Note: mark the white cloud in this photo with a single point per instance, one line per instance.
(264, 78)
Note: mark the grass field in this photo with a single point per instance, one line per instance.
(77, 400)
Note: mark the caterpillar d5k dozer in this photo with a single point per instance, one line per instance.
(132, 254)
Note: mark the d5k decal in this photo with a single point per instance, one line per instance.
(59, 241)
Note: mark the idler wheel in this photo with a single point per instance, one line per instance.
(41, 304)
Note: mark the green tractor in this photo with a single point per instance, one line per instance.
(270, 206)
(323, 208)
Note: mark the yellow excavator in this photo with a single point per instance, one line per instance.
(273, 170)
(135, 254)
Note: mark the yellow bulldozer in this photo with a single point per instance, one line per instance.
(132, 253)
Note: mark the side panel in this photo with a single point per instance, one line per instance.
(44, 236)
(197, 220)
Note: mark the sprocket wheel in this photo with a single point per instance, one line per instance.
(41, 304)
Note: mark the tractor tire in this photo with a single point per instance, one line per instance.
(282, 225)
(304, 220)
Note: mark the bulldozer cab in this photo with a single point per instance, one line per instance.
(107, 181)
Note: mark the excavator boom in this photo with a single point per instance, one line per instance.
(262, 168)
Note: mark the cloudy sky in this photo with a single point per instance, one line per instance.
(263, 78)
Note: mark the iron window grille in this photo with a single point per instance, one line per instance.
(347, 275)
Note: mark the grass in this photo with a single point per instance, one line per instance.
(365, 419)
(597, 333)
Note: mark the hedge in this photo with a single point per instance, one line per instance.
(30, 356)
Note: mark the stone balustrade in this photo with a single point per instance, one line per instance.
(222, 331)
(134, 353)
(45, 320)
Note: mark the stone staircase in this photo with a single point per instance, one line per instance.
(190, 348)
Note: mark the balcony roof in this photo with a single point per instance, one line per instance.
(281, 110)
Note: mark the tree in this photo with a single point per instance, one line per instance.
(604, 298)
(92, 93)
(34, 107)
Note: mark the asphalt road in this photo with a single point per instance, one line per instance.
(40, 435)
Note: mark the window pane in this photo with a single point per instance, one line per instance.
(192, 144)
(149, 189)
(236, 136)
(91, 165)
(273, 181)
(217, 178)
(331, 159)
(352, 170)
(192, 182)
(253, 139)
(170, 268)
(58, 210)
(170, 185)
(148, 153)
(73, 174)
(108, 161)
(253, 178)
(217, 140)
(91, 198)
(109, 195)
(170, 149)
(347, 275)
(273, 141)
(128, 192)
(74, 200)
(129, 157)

+++

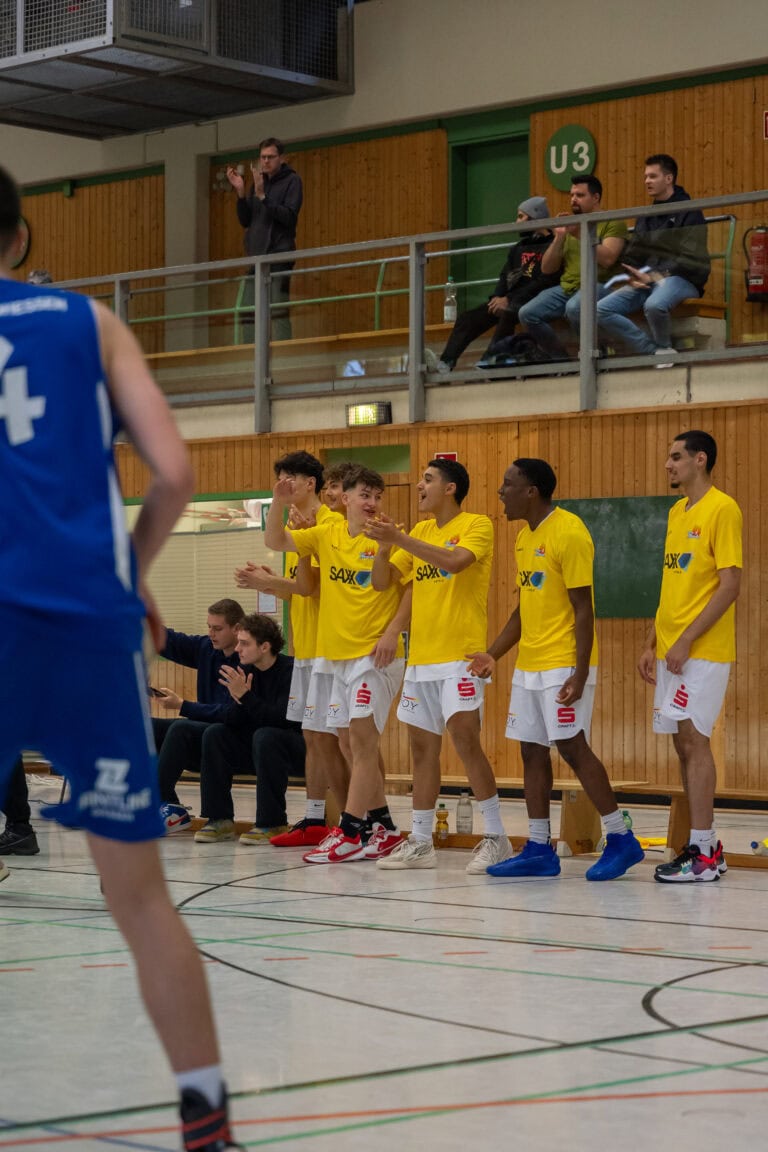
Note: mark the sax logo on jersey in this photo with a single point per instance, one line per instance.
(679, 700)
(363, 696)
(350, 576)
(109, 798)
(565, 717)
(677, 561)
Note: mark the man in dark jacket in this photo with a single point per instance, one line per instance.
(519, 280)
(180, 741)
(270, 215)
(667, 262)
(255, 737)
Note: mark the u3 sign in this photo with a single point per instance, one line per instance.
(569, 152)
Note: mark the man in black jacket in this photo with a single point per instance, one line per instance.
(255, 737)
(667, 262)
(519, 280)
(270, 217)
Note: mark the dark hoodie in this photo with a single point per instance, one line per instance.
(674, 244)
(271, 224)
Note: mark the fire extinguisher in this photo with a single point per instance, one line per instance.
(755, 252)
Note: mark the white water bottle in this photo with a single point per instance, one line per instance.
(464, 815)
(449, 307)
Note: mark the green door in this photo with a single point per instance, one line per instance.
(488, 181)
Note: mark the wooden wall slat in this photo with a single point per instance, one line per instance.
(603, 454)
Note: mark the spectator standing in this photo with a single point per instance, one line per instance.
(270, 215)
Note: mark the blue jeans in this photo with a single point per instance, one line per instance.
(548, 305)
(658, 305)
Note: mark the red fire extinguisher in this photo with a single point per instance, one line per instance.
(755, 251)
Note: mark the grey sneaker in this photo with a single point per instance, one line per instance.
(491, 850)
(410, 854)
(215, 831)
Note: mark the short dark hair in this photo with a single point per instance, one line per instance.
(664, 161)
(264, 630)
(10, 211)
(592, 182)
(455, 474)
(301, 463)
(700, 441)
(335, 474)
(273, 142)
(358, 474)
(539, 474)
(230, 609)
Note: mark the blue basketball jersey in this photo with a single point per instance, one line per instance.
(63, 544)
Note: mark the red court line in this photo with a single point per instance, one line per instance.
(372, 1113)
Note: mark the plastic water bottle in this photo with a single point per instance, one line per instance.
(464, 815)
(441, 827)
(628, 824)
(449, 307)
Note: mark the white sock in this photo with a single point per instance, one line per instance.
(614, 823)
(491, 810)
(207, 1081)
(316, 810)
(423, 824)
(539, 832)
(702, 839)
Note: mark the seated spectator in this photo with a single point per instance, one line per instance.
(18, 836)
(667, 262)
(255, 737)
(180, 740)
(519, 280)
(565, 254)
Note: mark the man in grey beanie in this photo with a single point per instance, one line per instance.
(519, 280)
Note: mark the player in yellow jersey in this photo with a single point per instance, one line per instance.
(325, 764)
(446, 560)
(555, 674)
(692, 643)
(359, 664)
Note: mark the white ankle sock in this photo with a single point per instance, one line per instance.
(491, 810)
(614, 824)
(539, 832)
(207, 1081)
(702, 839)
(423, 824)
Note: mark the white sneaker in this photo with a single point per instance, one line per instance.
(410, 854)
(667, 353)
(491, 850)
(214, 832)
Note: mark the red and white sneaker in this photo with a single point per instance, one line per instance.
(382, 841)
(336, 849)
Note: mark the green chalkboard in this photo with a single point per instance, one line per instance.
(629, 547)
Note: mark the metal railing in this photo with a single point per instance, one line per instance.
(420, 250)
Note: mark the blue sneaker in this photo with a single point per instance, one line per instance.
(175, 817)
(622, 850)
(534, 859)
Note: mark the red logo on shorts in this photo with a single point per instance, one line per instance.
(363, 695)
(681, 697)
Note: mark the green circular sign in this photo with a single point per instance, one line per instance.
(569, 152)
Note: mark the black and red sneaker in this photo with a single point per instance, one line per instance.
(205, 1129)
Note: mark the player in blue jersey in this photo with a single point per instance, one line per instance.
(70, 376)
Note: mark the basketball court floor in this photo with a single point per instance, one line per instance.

+++

### What the task requires:
As the answer, set down only the lines from the data above between the one holding "Note: mark the metal" and the one holding "Note: mark the basketball", inclusive, exactly as they read.

### Written solution:
Note: mark the metal railing in this photo with a single point per instance, one line per instance.
(420, 250)
Note: mark the blue sneaker in this photo with a single point per instance, one line per instance.
(175, 817)
(622, 850)
(534, 859)
Note: mark the red logo on shorts in this photo with a single point per instance, one line per instance.
(363, 695)
(681, 697)
Note: mark the green circular sign in this photo with a single point per instance, one line per instance.
(569, 152)
Note: mark the black and red sneaker in this photo with a single point per instance, one line per instance.
(205, 1129)
Note: mark the player in blue jersey in this photo with a single point per instance, one line per instance.
(70, 376)
Note: mark the basketball court floor in this photo with a single point per instance, one line per instance.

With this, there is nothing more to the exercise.